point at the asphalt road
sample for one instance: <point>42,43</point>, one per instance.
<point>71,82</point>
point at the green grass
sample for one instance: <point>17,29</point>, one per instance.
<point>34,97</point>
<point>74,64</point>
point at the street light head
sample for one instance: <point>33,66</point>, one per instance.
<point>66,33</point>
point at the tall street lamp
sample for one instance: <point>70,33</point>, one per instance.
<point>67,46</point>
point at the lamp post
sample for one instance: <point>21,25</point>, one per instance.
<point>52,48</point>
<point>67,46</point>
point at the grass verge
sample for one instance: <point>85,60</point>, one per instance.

+++

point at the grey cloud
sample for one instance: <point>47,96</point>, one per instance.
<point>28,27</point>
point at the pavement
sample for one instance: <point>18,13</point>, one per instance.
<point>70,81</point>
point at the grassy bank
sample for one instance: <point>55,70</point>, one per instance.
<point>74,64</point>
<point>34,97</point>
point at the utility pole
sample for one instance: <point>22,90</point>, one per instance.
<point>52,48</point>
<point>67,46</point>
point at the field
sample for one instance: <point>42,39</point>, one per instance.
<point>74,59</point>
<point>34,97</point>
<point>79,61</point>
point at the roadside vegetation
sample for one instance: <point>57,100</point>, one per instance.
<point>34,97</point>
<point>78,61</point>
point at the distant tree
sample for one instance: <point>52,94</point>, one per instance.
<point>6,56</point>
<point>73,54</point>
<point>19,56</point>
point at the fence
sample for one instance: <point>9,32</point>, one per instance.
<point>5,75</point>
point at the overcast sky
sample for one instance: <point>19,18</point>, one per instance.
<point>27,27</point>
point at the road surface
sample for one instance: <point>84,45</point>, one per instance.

+++

[Da fare]: Converti in un elenco numerato le righe che vanno da quella con "point at the asphalt road" fino a quella con "sample for one instance: <point>85,60</point>, one", estremi inclusi. Ometti le righe vuote.

[Risultato]:
1. point at the asphalt road
2. sample for one instance: <point>42,43</point>, one per instance.
3. <point>71,82</point>
4. point at the green grass
5. sample for one instance: <point>17,29</point>, one per instance.
6. <point>34,97</point>
7. <point>74,64</point>
8. point at the street light head
9. sample for one instance: <point>33,66</point>, one per instance.
10. <point>66,33</point>
11. point at the tall street lamp
12. sample for one instance: <point>70,33</point>, one per instance.
13. <point>67,46</point>
14. point at the lamp post
15. sample for one instance: <point>21,25</point>, one per instance.
16. <point>52,48</point>
17. <point>67,46</point>
18. point at the grass verge
19. sample for one instance: <point>85,60</point>, one per instance.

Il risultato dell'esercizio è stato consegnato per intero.